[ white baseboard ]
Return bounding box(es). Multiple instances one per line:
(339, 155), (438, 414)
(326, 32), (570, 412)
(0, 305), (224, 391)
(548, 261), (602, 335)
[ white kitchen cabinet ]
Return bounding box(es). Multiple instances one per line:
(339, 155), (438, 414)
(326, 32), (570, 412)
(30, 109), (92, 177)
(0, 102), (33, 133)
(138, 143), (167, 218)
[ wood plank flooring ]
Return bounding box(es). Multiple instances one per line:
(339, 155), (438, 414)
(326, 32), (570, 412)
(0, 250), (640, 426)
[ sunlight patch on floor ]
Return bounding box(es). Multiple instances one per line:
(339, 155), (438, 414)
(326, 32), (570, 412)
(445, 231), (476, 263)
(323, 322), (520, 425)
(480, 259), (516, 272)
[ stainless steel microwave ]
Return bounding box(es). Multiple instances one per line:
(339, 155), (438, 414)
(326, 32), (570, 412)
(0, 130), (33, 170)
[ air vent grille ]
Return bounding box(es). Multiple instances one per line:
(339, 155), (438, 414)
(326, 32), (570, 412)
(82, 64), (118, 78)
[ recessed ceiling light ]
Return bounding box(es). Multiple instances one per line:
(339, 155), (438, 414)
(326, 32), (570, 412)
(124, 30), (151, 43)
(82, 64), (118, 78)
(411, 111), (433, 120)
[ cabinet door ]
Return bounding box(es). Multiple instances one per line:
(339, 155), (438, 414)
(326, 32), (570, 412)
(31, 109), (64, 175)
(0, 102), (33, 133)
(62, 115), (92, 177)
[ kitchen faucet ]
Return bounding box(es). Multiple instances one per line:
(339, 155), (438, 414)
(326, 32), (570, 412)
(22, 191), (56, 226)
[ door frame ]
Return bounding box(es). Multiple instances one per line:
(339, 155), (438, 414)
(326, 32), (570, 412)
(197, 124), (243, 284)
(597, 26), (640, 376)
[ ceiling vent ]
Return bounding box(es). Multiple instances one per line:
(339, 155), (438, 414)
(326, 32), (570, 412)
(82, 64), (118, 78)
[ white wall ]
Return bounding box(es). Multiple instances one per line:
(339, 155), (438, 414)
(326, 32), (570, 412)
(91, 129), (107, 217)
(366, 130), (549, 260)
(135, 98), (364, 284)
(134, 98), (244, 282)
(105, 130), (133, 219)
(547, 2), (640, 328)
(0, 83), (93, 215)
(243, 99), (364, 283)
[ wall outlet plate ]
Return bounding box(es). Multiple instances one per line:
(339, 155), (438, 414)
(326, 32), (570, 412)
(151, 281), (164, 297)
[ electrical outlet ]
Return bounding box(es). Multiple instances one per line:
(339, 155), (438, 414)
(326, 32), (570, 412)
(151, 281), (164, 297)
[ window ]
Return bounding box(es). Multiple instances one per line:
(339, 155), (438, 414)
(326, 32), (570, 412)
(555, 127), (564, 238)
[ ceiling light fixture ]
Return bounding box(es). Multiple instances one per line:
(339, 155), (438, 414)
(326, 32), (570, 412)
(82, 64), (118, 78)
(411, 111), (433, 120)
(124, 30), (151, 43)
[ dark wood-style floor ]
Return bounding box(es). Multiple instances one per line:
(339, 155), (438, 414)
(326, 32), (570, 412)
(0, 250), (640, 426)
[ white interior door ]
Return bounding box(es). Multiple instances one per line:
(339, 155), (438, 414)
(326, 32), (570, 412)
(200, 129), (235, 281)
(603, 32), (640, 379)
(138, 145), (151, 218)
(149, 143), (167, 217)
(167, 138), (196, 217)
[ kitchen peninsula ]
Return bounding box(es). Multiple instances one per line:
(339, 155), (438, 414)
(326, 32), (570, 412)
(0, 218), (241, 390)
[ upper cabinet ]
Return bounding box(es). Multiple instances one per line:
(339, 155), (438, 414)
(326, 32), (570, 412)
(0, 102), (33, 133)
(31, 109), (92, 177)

PROBLEM STATEMENT —
Substitute "Several instances" for "Multiple instances" throughout the records above and reproduce them in full, leaving everything else unchanged.

ANSWER TO THIS EXERCISE —
[ white baseboard ]
Return bounding box(es). Several instances one per line:
(339, 155), (438, 414)
(326, 32), (570, 412)
(0, 305), (224, 391)
(548, 261), (602, 335)
[ white kitchen cabinet ]
Return bounding box(es). Several instances one per line:
(339, 155), (438, 414)
(326, 32), (570, 412)
(30, 109), (92, 177)
(0, 102), (33, 133)
(138, 143), (167, 218)
[ wood plank flooring ]
Return bounding box(es). Several instances one per line:
(339, 155), (438, 414)
(326, 32), (570, 412)
(0, 250), (640, 426)
[ sunlight patch on floor ]
Return bounding box(es). Several instances one per line:
(339, 155), (438, 414)
(326, 32), (570, 412)
(445, 231), (476, 263)
(323, 322), (520, 425)
(480, 259), (516, 272)
[ stainless steel microwave ]
Return bounding box(es). Several instances one per line:
(339, 155), (438, 414)
(326, 32), (570, 412)
(0, 130), (33, 170)
[ air vent grille ]
Return bounding box(es). Several instances one per line:
(339, 155), (438, 414)
(326, 32), (570, 412)
(82, 64), (118, 78)
[ recessed ceiling light ]
Return bounding box(es). Several instances one per line:
(339, 155), (438, 414)
(326, 32), (570, 412)
(124, 30), (151, 43)
(82, 64), (118, 78)
(411, 111), (433, 120)
[ cabinet door ]
Return bounding box(es). Several instances one per line:
(339, 155), (438, 414)
(326, 32), (570, 412)
(31, 109), (64, 175)
(0, 102), (33, 133)
(62, 115), (92, 177)
[ kitchen faucet ]
Return bounding box(es). Several instances one per line:
(339, 155), (438, 414)
(326, 32), (570, 412)
(22, 191), (56, 226)
[ door frame ]
Return bounding box(es). Several instances one per line:
(339, 155), (438, 414)
(326, 32), (570, 412)
(197, 124), (243, 284)
(597, 26), (640, 376)
[ ceiling vent ]
Return bounding box(es). Several instances one per line:
(339, 155), (438, 414)
(326, 32), (570, 412)
(82, 64), (118, 78)
[ white wall ]
Return bounding box(es). Several instances one per line:
(339, 155), (438, 414)
(326, 32), (570, 412)
(91, 129), (107, 217)
(366, 130), (549, 260)
(135, 98), (364, 284)
(134, 98), (244, 282)
(105, 130), (133, 219)
(547, 2), (640, 328)
(0, 83), (93, 215)
(243, 99), (364, 283)
[ wall outlet plate ]
Return bounding box(es). Several instances one per line:
(339, 155), (438, 414)
(326, 32), (570, 412)
(151, 281), (164, 297)
[ electrical outlet ]
Return bounding box(es). Several instances one per line:
(339, 155), (438, 414)
(326, 32), (570, 412)
(151, 281), (164, 297)
[ window ]
Return bounding box(es). Several instances one per line:
(339, 155), (438, 414)
(326, 32), (570, 412)
(555, 127), (564, 238)
[ ceiling light fixture ]
Return bounding box(es). Several instances one per line:
(339, 155), (438, 414)
(326, 32), (570, 412)
(82, 64), (118, 78)
(411, 111), (433, 120)
(124, 30), (151, 43)
[ dark wood-style floor ]
Return bounding box(es). Several instances one per line:
(339, 155), (438, 414)
(326, 32), (570, 412)
(0, 250), (640, 426)
[ white interior door ]
Return bounding box(es). Several instances one per line:
(339, 155), (438, 414)
(326, 32), (570, 412)
(200, 129), (235, 281)
(603, 32), (640, 379)
(138, 145), (151, 218)
(149, 143), (167, 217)
(167, 138), (196, 217)
[ kitchen peninsula ]
Return bounding box(es). Several instances one per line:
(339, 155), (438, 414)
(326, 32), (570, 412)
(0, 218), (241, 390)
[ upper cabinet ]
Return bounding box(es). Several instances one per line:
(339, 155), (438, 414)
(326, 32), (570, 412)
(0, 102), (33, 133)
(31, 109), (92, 177)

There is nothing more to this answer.